#### Problem details:
Go to the line containing "Query: white brick wall" in the records below and print it and every following line exactly, on through the line containing "the chair white", then stop.

#### Exercise input:
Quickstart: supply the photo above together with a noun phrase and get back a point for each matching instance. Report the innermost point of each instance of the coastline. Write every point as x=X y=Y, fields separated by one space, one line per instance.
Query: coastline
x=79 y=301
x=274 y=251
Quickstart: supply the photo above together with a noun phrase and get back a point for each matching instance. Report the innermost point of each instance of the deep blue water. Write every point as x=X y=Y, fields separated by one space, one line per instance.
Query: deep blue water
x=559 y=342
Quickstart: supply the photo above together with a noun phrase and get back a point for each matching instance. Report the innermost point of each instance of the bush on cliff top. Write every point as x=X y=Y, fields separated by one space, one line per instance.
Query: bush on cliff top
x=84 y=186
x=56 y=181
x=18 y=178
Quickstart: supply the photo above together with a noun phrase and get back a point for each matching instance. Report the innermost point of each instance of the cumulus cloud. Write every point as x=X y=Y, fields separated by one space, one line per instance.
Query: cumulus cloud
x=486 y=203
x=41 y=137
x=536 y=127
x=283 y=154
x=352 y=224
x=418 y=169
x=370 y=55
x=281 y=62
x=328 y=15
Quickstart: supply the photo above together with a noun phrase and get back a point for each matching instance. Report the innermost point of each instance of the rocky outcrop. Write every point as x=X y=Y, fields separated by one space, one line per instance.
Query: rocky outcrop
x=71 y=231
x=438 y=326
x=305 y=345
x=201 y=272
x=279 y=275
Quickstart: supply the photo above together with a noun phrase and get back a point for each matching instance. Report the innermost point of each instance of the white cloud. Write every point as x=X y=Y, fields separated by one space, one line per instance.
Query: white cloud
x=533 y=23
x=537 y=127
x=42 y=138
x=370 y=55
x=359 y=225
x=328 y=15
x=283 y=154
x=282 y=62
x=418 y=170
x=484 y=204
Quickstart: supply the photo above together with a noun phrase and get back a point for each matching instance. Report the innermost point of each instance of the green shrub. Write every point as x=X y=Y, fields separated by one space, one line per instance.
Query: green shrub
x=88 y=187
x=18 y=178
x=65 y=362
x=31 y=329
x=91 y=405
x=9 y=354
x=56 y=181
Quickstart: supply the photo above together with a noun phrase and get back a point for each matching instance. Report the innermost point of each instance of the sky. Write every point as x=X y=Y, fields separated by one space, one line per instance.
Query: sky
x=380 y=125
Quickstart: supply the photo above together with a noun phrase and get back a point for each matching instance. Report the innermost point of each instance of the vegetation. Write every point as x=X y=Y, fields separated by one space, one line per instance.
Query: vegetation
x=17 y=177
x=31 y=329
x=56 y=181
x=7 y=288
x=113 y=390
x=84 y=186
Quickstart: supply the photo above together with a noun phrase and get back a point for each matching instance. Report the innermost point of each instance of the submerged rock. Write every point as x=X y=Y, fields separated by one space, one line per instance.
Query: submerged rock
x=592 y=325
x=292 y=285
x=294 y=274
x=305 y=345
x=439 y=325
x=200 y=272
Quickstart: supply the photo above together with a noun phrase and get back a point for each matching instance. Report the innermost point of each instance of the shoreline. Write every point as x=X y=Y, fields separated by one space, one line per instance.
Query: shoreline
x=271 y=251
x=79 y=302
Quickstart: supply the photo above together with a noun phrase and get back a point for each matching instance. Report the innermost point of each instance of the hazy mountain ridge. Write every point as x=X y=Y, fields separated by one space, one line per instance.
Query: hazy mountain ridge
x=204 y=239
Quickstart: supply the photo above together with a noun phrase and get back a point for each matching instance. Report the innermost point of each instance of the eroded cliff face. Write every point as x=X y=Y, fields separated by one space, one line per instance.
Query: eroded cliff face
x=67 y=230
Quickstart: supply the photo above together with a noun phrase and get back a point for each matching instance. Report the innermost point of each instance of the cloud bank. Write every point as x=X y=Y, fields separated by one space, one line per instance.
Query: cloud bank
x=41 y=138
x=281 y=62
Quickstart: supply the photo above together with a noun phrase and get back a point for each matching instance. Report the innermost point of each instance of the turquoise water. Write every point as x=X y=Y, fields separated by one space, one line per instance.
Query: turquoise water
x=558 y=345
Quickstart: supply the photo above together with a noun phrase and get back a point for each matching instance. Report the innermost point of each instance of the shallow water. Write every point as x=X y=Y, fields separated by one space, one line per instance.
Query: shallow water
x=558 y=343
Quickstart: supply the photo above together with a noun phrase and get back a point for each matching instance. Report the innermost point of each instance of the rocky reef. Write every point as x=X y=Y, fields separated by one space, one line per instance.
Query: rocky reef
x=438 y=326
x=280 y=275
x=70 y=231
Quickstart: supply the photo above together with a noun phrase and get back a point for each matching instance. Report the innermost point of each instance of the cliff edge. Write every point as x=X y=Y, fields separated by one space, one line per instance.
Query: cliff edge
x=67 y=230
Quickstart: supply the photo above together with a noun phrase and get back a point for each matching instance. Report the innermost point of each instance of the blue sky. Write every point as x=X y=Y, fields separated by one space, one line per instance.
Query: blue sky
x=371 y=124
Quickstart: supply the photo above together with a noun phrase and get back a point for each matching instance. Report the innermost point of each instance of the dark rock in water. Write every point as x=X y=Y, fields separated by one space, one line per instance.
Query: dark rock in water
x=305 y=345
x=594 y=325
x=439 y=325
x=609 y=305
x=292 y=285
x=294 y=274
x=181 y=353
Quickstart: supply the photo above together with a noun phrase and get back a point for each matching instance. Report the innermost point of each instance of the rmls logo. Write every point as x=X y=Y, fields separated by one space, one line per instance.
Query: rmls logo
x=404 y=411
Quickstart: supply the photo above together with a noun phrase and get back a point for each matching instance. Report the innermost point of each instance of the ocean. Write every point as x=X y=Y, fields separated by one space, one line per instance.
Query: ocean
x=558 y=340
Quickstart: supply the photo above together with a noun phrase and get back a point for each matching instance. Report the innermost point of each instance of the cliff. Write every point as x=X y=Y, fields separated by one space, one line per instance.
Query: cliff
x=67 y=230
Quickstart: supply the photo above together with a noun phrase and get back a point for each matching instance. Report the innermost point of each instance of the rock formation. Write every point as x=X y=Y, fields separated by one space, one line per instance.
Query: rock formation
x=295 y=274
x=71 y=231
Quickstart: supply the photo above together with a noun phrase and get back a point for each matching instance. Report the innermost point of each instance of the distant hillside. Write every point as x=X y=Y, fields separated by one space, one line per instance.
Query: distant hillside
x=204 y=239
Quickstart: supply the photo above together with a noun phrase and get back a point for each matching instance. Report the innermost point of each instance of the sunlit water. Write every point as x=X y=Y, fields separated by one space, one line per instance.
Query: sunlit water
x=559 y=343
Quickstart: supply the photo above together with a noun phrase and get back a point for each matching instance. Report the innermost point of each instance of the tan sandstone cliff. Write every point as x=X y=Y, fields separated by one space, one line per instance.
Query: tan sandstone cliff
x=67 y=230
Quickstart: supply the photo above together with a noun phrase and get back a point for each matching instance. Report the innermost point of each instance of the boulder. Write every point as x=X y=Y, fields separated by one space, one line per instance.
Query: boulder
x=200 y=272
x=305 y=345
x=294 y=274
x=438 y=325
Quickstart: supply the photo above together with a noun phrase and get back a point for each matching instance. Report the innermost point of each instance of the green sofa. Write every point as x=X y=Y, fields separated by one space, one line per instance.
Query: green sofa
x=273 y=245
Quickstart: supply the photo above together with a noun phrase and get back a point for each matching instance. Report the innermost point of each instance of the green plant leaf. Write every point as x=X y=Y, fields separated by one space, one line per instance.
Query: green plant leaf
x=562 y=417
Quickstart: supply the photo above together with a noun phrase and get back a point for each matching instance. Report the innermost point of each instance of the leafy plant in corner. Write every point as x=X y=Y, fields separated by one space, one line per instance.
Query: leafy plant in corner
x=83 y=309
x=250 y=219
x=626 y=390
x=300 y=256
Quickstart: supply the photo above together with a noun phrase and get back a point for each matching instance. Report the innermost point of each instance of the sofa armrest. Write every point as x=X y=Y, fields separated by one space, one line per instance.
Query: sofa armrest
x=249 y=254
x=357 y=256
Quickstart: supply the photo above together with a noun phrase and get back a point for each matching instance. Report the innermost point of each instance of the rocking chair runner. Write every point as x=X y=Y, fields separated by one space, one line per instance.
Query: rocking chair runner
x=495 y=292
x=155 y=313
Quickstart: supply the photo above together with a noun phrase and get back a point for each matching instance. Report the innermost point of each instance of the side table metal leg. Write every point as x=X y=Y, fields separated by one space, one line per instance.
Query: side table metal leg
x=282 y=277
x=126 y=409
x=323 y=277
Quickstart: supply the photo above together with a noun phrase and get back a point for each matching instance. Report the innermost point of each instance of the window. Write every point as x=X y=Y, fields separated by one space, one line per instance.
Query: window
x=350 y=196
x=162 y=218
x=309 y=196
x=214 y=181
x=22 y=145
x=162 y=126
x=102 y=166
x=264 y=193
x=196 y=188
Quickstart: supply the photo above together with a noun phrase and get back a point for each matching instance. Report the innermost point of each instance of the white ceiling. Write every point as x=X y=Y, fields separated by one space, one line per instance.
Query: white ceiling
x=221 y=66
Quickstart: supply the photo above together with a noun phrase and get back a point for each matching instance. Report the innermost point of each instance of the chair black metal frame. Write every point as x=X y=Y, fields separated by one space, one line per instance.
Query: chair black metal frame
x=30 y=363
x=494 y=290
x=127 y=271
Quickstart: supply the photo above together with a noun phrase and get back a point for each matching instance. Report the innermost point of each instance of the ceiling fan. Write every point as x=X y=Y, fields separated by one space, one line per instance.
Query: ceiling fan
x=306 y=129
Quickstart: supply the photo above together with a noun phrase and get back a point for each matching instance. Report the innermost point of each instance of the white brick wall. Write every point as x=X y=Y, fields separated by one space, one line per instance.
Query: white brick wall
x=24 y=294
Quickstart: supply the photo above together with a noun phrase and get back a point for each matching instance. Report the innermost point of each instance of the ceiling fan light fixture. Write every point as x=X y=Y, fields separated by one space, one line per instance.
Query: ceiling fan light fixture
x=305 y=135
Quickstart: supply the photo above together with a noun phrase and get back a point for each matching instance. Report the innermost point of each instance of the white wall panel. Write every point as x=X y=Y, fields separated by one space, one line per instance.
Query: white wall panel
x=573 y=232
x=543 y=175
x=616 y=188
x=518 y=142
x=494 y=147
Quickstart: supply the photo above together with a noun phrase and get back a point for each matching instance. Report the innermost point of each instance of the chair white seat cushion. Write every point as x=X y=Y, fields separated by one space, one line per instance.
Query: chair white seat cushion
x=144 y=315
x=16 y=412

#### Reply to the task:
Query: white brick wall
x=24 y=294
Quickstart: supply the photo above together with a noun phrase and get back a point for each matching instance. Report the innermost point of each instance of the ceiling fan light fixture. Write every point as x=X y=Y, fields separated by one space, one line per instance.
Query: ceiling fan light fixture
x=305 y=135
Quickstart: supply the photo above together with a noun phrase and get back a point for each matching instance. Report the innermost point of each instance of the white wall panel. Write every point as x=X y=Y, fields separated by one space, one line per instance.
Query: white wall panel
x=573 y=232
x=543 y=175
x=616 y=188
x=518 y=142
x=494 y=147
Quickstart: supply the photo above together with a noun phrase and get back a point for each matching instance. Report the innermost point of each instance of the chair white seat cushion. Write every point as x=X y=Y, fields separated by one space, one line per instance.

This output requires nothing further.